=== Section Start ===
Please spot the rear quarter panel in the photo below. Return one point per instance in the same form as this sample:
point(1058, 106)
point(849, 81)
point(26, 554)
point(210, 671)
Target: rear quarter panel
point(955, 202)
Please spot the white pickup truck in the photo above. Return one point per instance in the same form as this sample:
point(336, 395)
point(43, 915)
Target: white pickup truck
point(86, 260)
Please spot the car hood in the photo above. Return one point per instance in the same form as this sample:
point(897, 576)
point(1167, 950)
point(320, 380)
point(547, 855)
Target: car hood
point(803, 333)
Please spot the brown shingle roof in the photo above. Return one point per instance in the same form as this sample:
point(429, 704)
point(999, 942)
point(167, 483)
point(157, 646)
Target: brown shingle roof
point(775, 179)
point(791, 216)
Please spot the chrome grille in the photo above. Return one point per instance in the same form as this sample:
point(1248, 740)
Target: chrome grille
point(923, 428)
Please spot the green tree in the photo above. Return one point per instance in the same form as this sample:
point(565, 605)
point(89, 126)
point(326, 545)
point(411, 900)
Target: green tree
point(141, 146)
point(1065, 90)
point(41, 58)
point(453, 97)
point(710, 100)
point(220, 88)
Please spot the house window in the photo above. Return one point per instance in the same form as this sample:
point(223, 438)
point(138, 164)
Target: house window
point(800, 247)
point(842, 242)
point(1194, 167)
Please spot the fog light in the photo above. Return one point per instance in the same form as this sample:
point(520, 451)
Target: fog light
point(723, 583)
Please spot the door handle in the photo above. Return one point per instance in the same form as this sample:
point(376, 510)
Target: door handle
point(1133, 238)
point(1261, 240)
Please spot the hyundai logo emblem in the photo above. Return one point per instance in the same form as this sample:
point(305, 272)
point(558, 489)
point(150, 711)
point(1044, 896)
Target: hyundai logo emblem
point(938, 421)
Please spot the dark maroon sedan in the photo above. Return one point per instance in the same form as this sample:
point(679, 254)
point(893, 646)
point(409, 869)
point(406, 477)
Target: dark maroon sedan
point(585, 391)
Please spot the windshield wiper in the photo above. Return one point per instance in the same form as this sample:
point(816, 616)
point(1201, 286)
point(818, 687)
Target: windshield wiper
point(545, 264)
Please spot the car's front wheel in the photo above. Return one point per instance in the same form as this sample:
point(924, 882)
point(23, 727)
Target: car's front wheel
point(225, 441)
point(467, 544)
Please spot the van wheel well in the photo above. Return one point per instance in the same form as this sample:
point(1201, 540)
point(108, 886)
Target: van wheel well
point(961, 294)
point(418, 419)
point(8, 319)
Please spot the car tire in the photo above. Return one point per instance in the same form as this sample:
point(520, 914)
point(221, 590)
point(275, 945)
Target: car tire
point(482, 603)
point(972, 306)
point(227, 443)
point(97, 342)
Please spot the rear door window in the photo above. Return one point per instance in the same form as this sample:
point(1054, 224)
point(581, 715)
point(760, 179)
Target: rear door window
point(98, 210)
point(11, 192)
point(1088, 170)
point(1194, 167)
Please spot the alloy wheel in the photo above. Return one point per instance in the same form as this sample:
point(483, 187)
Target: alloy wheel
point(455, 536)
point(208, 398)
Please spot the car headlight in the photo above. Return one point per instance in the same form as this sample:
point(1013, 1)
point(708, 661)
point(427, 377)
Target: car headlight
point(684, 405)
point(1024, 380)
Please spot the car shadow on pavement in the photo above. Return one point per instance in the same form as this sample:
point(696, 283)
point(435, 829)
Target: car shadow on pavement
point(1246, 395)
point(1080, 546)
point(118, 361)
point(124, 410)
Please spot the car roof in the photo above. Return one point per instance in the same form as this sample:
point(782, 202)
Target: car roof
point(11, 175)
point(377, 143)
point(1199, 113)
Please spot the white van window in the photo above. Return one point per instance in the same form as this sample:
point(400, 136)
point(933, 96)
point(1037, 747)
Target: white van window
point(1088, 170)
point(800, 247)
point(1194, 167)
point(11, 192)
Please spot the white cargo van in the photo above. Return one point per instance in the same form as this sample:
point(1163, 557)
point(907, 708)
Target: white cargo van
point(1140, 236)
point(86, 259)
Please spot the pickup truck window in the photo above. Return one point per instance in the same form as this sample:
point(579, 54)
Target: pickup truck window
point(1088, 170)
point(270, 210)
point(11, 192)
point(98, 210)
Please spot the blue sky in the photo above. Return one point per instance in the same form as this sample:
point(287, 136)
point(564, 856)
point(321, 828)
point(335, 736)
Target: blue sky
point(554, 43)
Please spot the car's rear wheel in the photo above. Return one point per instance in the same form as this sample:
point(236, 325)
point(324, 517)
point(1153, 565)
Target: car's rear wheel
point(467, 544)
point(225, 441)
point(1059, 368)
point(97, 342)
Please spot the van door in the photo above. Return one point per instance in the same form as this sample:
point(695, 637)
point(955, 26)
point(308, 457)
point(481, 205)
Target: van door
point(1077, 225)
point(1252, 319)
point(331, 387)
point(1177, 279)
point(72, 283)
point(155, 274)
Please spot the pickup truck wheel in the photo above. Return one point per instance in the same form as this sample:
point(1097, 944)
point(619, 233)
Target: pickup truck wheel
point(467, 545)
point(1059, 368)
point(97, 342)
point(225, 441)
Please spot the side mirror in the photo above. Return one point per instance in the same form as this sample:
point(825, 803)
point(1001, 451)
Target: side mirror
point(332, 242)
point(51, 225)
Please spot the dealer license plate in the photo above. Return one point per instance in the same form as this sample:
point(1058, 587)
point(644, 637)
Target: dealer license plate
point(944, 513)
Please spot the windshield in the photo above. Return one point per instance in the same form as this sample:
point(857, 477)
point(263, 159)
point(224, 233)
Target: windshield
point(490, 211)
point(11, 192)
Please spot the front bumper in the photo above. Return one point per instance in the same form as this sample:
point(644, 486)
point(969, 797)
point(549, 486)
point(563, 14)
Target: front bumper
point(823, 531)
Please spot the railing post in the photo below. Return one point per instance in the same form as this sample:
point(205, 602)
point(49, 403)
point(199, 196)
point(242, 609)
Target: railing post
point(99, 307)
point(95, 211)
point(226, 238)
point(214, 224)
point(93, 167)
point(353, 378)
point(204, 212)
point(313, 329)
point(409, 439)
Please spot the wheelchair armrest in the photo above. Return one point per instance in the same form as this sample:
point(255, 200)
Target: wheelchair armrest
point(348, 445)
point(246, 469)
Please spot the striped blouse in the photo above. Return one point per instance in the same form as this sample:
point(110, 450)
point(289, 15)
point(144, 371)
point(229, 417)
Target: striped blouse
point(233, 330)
=== Section End ===
Task statement: Among the lines above, list those that contain the word "below".

The answer:
Please spot the rear quarter panel in the photo below. Return one point per instance in the same form as this sample:
Please spot the railing post in the photo below. Return one point per instance in the same form as this sample:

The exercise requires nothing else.